Write out exactly the lines running from the one with "lighting bar and give integer pixel coordinates." to the last line of the entries, keeping both the first and the last.

══════════

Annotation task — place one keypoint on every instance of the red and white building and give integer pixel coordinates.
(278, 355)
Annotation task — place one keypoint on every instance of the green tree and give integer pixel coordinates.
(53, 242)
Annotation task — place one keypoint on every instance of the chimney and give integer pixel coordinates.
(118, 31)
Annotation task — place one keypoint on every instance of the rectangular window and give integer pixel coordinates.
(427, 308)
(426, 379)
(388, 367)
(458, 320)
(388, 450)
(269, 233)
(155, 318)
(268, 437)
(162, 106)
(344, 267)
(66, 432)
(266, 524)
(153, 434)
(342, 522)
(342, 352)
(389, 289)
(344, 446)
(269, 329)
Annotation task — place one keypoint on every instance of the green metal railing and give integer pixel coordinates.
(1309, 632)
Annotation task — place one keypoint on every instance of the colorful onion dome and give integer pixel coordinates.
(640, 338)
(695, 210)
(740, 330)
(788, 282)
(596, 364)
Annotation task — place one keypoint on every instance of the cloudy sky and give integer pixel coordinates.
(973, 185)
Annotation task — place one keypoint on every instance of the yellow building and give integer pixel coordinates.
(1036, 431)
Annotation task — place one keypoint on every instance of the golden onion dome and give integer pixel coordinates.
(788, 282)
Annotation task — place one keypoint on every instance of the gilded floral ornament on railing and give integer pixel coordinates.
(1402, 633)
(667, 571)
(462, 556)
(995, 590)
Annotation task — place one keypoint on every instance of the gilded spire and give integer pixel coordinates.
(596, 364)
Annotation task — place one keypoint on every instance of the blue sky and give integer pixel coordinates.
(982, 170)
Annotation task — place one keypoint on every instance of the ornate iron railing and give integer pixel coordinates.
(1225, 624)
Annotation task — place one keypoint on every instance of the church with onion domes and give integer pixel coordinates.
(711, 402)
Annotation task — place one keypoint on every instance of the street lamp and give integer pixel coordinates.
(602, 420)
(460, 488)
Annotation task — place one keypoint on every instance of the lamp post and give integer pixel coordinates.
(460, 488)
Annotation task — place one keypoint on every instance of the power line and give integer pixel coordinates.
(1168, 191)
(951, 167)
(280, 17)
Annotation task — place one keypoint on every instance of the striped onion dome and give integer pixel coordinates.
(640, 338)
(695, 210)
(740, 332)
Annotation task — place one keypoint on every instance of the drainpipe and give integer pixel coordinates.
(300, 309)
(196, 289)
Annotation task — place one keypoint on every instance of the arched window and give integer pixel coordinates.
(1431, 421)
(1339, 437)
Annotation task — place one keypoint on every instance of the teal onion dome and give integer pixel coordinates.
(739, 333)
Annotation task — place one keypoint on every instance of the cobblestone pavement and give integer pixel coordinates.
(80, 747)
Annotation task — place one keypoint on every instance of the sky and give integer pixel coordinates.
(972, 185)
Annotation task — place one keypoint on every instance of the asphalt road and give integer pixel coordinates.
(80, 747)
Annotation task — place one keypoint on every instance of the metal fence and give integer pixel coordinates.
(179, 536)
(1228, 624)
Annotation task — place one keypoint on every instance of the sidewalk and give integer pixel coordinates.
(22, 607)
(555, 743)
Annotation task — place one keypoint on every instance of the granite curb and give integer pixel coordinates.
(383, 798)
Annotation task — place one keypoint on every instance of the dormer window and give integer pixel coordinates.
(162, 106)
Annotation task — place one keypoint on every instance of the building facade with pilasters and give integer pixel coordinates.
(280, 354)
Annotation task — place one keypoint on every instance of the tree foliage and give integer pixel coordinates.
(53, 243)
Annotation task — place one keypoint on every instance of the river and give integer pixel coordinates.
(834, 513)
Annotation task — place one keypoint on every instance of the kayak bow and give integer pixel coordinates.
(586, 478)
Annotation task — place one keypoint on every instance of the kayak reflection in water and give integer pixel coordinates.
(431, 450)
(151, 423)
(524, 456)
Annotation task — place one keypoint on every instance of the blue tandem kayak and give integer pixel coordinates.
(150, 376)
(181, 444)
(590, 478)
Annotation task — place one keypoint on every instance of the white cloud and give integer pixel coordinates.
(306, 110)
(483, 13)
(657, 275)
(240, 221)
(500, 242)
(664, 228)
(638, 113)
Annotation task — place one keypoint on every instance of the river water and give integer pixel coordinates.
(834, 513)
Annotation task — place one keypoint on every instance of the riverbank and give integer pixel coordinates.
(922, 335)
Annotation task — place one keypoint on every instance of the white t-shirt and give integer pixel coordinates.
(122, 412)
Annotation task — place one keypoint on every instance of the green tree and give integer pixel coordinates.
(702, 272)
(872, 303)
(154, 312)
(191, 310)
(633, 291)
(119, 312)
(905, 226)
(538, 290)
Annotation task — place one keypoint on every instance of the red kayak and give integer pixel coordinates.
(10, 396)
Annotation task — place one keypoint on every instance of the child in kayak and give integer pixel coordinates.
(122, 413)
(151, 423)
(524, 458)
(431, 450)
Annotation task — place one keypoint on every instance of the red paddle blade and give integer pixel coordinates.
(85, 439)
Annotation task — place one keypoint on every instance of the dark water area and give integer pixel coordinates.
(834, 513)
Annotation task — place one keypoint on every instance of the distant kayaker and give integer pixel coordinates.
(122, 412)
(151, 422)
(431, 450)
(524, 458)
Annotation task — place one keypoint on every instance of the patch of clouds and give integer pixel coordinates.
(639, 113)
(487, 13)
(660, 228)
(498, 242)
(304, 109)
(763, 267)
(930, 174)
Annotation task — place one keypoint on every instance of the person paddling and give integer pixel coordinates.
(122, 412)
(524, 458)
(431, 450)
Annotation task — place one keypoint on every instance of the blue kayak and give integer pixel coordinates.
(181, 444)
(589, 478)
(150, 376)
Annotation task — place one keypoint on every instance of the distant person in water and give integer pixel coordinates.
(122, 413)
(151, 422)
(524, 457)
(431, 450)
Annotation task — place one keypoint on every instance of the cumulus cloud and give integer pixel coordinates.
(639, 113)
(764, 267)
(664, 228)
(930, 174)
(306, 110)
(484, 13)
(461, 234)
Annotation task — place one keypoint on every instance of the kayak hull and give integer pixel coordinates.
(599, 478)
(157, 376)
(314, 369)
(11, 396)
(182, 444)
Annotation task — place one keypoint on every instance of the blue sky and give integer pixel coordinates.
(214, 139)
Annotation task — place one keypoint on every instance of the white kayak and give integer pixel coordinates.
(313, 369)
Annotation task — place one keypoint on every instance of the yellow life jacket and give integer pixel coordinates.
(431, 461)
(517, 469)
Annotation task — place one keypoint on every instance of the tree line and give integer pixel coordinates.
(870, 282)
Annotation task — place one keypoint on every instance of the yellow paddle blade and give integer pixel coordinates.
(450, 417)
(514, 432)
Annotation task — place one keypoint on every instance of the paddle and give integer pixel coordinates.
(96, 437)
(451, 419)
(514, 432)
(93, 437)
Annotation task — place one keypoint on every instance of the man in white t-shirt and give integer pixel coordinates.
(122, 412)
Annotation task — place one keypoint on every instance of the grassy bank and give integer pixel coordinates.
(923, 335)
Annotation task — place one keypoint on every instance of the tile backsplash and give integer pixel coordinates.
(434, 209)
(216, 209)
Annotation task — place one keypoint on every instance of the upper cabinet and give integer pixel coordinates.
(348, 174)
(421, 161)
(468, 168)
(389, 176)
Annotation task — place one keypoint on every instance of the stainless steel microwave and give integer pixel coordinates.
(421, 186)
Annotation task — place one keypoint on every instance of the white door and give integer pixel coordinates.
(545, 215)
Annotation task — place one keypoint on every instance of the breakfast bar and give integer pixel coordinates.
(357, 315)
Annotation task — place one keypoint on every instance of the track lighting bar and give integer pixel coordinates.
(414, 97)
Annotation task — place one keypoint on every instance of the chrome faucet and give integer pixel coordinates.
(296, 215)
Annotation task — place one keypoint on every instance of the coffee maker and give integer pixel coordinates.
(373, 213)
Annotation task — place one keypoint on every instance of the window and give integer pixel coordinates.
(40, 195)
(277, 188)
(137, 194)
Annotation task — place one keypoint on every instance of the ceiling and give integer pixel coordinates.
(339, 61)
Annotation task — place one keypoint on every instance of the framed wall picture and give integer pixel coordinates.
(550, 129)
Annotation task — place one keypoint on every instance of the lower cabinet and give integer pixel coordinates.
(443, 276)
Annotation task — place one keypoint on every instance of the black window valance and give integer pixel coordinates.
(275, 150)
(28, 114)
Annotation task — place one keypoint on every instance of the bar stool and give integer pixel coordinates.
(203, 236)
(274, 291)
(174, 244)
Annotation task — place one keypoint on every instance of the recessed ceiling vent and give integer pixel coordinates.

══════════

• **Result**
Annotation task — place one keypoint on every instance of the track lighting bar and give integer pixel coordinates.
(414, 97)
Annotation task — place one keypoint on every instance of the chrome faucet and give integer pixel coordinates.
(296, 215)
Annotation task — place one keypoint on every instance of the coffee maker and give integer pixel coordinates.
(373, 213)
Annotation task — place one keypoint on every instance of the window and give integer pixel coordinates.
(40, 195)
(277, 188)
(137, 194)
Annotation task — place one keypoint on every instance of the ceiling and give integer pixel coordinates.
(339, 61)
Annotation task — place one keypoint on every instance of the framed wall picture and give integer pixel coordinates.
(550, 129)
Annotation task — place one keypoint on every instance of the lower cabinet and give integer pixel coordinates.
(443, 276)
Annotation task — place one keypoint on every instance of the black window valance and give integer pixel coordinates.
(275, 150)
(28, 114)
Annotation task — place one keypoint on every instance of the bar stool and give integer pixel coordinates.
(203, 236)
(274, 291)
(174, 244)
Annotation task — place one keypoint on every instance of the recessed ceiling vent and give integer pixel coordinates.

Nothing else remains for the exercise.